Description of the task
Render all of the data below as a two-column CSV headed input and output, with one row for each text and its answer. Enclose every field in quotation marks and replace each line break with a space.

Dataset content
>>>
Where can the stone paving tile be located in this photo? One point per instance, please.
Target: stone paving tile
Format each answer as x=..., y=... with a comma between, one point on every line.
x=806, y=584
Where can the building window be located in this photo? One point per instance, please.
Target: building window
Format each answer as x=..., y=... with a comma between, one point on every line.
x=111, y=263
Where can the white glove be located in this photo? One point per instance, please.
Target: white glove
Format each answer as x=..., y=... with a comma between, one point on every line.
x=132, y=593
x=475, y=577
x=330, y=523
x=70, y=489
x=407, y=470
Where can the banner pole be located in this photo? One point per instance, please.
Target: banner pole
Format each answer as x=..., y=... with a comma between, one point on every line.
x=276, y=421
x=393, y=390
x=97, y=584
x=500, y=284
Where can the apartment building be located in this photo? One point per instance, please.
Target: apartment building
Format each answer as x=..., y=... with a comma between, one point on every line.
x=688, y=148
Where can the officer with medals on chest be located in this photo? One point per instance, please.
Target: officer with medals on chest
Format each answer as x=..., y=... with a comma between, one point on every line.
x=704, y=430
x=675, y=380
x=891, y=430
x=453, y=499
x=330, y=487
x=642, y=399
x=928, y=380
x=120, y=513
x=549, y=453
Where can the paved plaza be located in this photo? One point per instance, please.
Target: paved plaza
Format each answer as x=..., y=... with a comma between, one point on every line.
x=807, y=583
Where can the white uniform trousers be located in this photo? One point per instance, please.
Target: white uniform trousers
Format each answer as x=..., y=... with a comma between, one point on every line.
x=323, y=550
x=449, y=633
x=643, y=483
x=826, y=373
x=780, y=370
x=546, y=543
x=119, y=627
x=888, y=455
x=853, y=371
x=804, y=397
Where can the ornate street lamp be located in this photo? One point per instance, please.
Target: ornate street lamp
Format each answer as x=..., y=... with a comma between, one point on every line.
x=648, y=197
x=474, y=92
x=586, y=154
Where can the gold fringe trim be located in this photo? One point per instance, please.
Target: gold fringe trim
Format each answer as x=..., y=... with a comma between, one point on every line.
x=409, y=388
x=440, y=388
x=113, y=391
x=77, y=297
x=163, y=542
<<<
Answer to the task
input,output
"Where can the stone paving tile be located in this photo? One point per instance, please. Target: stone paving tile Format each answer as x=..., y=... with a comma between, one point on every line.","x=806, y=584"
"Where can the building window be located in this photo? One point per instance, please. Target: building window Format each answer as x=..., y=... with a comma between, one point on every line.","x=111, y=263"
"Where can the white glove be located in this photo? One point per instance, please. Target: white glove Format each answer as x=..., y=... with a comma between, one point on every line.","x=132, y=593 x=475, y=577 x=330, y=523 x=70, y=489 x=407, y=470"
"Where can the banner pole be located in this photo? One point per instance, please. Target: banner pole Format each answer as x=..., y=... with a comma between, one point on every line.","x=276, y=421 x=393, y=390 x=97, y=584 x=500, y=284"
"Where can the apartment building be located in this photo? One point per instance, please. Target: apartment building Format each answer as x=..., y=... with a comma between, one point on every line.","x=688, y=148"
"Where can the officer with medals on chest be located in this photo? One point per instance, please. Target: officer with medals on chest Format each answer as x=..., y=... with a comma between, one point on every line.","x=704, y=430 x=675, y=380 x=891, y=430 x=453, y=499 x=330, y=487 x=642, y=399 x=928, y=380 x=120, y=513 x=549, y=453"
"Where can the paved plaza be located in this photo? One point per instance, please. Target: paved plaza Format each answer as x=..., y=... with a comma between, one point on every line.","x=807, y=583"
"Where can the white uniform trousers be located in this photo? One point per instance, please. Target: white uniform trousers Format each answer as x=..., y=... with a comma between, one point on every line.","x=323, y=550 x=449, y=633 x=643, y=483 x=826, y=373 x=780, y=370 x=546, y=543 x=119, y=627 x=888, y=455 x=853, y=371 x=804, y=397"
"Where can the ornate street lamp be located in this photo? One point per instance, please. Target: ornate street lamp Format each answer as x=..., y=... with a comma between, one point on every line.","x=648, y=197 x=474, y=92 x=586, y=154"
"Where can the gold fringe trim be located in this photo? One point per instance, please. Target: gold fringe trim Format each answer as x=..., y=... with a comma between, one point on every line.","x=409, y=388 x=440, y=388 x=113, y=391 x=77, y=297 x=163, y=542"